● **EXERCISE**
Which lines in the records below contain the string "path"? Copy each one, and treat the match as case-sensitive.

* * * * * * *

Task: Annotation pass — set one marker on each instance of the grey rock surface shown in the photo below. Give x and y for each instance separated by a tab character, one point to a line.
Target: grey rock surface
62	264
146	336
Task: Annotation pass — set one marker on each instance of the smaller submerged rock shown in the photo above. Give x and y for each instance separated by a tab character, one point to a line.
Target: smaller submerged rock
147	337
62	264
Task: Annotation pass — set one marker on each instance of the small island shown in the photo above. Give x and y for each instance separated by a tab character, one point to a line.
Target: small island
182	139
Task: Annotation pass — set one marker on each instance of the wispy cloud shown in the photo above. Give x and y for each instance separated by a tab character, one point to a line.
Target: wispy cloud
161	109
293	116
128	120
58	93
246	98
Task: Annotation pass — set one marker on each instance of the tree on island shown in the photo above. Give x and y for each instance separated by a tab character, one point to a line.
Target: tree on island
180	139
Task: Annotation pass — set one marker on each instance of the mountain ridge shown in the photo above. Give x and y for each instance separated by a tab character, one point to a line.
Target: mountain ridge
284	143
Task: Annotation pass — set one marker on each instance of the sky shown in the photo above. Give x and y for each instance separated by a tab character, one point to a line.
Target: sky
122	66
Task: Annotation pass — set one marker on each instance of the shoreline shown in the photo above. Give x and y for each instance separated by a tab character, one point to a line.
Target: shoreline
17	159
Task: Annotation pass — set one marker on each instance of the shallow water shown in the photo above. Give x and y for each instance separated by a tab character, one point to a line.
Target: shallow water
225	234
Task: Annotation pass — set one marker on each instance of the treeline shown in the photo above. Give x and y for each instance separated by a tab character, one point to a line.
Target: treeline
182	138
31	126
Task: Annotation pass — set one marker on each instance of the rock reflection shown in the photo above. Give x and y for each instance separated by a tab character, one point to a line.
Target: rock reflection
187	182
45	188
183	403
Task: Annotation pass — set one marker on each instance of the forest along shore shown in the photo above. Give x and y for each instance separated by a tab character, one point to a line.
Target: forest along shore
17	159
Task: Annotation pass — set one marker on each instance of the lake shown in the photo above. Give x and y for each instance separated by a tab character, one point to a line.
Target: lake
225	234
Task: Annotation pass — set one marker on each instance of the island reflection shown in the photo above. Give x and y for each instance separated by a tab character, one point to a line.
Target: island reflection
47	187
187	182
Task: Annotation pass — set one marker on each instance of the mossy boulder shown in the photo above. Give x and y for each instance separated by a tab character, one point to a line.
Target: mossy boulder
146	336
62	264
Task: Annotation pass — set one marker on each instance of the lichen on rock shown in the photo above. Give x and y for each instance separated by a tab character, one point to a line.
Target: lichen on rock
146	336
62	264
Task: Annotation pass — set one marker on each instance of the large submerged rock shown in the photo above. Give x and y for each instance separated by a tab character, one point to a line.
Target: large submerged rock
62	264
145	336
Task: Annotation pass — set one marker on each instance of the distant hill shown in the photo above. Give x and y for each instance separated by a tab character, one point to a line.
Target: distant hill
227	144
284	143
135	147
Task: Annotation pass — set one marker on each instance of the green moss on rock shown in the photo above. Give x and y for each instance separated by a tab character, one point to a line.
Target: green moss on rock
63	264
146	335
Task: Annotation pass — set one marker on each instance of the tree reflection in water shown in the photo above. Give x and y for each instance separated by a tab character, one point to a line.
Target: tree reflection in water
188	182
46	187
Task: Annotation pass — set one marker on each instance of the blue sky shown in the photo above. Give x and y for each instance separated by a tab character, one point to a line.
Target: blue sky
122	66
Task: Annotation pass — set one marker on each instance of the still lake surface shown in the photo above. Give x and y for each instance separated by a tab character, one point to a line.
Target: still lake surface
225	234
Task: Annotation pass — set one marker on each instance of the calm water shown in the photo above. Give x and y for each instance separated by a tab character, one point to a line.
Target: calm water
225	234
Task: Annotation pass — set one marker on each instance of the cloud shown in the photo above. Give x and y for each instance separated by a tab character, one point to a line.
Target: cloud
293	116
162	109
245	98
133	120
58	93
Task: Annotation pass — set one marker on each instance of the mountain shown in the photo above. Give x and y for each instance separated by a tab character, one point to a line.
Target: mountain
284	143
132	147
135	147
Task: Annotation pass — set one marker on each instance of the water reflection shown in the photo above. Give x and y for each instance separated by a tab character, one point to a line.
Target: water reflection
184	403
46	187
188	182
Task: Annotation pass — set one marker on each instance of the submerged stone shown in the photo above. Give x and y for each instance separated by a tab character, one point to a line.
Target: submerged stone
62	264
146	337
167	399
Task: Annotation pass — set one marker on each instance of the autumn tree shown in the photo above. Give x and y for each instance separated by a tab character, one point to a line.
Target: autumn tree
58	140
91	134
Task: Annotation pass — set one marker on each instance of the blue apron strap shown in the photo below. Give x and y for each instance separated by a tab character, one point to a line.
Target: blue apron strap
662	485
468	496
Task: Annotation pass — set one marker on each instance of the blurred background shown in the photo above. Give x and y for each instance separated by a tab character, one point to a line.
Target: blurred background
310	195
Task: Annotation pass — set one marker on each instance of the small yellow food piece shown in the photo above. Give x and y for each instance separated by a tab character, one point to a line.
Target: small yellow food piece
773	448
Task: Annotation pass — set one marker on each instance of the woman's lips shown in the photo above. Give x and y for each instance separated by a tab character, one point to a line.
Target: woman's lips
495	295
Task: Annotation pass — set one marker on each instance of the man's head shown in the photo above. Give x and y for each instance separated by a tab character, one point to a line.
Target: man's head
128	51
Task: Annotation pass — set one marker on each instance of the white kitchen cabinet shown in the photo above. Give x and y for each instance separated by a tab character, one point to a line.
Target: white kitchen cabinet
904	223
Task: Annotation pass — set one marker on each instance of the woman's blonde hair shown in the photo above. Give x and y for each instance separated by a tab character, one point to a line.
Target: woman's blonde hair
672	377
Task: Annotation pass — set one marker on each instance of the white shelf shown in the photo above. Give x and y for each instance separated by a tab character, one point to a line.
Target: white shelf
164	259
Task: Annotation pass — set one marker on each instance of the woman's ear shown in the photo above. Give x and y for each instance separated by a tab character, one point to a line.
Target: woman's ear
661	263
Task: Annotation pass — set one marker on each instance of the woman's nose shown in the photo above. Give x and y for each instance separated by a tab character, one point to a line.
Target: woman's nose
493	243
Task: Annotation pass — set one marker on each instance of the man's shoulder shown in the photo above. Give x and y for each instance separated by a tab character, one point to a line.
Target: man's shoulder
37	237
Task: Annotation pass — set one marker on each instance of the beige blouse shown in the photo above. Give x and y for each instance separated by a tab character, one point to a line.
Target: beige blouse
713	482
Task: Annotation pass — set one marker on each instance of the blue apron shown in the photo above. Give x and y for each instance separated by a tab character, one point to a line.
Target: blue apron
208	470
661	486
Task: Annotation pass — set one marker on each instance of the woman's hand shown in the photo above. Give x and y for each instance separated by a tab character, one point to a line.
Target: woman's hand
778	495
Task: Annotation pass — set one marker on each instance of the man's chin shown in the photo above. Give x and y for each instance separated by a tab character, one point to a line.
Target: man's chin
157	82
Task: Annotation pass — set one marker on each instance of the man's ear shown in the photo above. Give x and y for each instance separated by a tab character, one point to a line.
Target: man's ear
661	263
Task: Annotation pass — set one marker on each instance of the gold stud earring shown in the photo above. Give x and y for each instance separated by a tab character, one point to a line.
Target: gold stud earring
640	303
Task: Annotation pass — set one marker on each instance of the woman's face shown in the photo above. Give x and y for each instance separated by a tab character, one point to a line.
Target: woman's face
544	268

* * * * * * *

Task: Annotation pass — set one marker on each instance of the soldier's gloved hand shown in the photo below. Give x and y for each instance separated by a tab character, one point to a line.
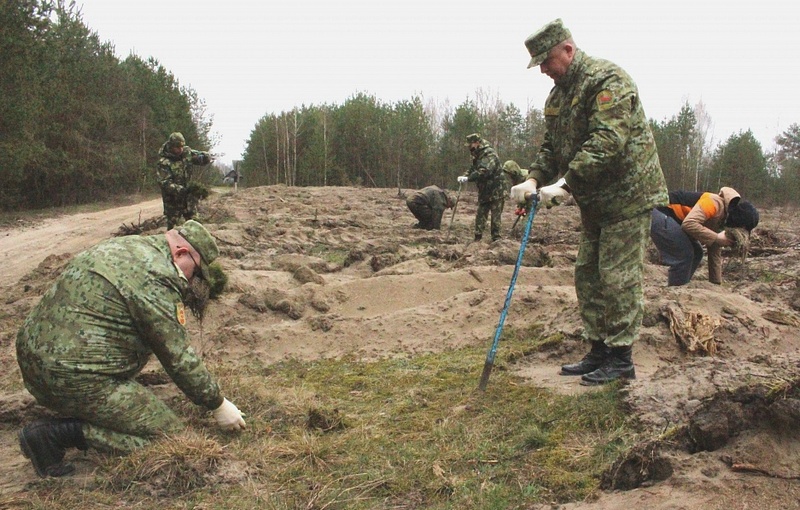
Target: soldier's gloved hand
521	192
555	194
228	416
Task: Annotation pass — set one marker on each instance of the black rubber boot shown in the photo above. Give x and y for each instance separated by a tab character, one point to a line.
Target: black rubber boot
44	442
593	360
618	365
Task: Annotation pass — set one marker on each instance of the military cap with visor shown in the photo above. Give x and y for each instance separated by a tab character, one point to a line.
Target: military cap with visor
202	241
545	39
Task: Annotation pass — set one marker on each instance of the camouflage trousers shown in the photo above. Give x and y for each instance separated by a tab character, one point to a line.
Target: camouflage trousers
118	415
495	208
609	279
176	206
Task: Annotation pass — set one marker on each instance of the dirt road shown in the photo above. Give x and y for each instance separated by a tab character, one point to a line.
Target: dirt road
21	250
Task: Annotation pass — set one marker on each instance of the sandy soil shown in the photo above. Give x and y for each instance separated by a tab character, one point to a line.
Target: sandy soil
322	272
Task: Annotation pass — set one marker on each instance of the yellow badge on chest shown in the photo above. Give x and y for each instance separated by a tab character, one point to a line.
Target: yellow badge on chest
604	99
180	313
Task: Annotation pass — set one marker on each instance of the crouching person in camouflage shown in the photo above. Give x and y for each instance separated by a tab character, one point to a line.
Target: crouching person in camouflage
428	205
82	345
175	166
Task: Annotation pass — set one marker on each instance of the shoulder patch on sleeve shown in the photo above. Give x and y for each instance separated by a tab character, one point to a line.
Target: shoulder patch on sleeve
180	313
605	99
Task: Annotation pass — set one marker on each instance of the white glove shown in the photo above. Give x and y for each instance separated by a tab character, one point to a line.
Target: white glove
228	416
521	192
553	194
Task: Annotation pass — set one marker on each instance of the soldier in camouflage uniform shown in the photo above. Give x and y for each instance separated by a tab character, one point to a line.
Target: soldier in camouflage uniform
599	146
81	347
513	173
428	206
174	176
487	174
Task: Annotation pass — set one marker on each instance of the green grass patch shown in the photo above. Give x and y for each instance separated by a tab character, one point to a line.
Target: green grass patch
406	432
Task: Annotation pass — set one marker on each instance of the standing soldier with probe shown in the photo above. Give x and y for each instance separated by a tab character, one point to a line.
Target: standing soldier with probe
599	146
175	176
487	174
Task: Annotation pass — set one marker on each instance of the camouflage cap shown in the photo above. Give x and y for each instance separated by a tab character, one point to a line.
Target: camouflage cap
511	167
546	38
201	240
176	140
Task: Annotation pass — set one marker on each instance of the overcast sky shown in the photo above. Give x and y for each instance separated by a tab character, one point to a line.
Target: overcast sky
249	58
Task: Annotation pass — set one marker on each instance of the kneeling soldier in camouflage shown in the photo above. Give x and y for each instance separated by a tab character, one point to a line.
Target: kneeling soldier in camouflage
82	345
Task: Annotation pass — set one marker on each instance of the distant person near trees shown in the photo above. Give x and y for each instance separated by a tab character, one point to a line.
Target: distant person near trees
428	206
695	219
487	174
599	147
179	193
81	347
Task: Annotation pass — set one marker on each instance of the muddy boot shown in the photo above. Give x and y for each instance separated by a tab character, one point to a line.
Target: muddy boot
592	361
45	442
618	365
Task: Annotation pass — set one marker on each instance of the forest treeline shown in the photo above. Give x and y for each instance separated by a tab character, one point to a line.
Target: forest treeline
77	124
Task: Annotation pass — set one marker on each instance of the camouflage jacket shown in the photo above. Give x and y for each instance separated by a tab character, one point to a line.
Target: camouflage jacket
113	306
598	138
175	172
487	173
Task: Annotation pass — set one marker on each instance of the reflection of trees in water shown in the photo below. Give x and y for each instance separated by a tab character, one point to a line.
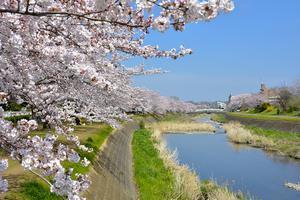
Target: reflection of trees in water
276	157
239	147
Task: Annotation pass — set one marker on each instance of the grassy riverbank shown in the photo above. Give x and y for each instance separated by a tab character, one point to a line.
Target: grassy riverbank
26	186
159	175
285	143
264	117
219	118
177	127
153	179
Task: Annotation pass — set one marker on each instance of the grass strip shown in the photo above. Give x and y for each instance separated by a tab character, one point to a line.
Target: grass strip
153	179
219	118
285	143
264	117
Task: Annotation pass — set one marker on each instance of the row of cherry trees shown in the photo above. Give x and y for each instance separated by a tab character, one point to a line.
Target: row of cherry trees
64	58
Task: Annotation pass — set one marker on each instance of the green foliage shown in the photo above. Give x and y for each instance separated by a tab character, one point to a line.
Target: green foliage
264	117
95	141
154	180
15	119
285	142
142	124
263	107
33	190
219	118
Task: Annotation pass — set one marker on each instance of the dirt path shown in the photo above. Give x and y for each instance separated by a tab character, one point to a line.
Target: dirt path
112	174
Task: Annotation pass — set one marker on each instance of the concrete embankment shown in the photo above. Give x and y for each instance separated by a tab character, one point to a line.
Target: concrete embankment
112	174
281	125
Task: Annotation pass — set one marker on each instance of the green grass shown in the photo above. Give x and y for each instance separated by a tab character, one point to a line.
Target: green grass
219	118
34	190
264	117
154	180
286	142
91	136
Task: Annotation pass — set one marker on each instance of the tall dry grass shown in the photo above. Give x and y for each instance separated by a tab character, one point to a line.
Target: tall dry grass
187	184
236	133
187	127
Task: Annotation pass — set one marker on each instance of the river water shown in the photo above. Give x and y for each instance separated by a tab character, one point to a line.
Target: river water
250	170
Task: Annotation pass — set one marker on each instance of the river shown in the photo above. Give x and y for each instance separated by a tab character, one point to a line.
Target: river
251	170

* * * * * * *

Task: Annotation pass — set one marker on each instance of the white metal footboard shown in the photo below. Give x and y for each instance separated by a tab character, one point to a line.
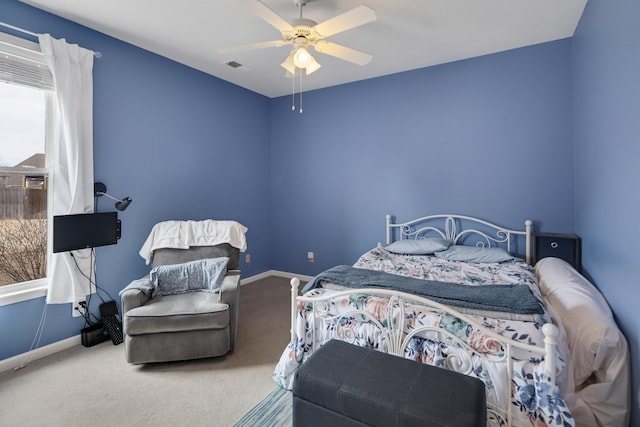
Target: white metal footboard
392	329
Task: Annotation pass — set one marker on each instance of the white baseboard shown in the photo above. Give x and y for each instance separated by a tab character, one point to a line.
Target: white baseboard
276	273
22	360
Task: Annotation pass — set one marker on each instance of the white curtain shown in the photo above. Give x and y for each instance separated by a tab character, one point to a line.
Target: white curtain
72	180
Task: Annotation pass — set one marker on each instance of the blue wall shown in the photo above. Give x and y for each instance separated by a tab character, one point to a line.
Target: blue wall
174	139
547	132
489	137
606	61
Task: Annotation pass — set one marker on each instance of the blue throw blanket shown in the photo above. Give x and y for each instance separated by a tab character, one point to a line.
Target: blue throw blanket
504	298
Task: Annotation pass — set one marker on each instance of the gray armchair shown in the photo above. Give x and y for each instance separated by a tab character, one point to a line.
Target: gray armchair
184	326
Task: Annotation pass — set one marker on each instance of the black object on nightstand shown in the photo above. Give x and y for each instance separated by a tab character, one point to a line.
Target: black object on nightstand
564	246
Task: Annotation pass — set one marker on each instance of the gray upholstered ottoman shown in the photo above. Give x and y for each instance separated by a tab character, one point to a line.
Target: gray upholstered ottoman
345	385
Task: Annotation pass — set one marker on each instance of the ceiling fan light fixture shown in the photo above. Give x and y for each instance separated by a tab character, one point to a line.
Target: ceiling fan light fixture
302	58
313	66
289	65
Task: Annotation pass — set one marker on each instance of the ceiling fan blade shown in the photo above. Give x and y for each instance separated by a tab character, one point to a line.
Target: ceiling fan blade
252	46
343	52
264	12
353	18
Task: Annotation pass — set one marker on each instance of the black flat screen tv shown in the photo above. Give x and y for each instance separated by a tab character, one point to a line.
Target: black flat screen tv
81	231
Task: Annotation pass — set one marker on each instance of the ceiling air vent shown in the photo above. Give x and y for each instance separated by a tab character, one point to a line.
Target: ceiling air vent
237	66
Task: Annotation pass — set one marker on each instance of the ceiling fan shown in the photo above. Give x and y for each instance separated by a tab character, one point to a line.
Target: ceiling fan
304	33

* * * * * * *

● **ANSWER FOR THIS EXERCISE**
Task: Annotation pass — set one marker on each instance of the dirt path shown in the photo above. Give x and y for each instance separated by a tab character, one point to a line.
Target: dirt path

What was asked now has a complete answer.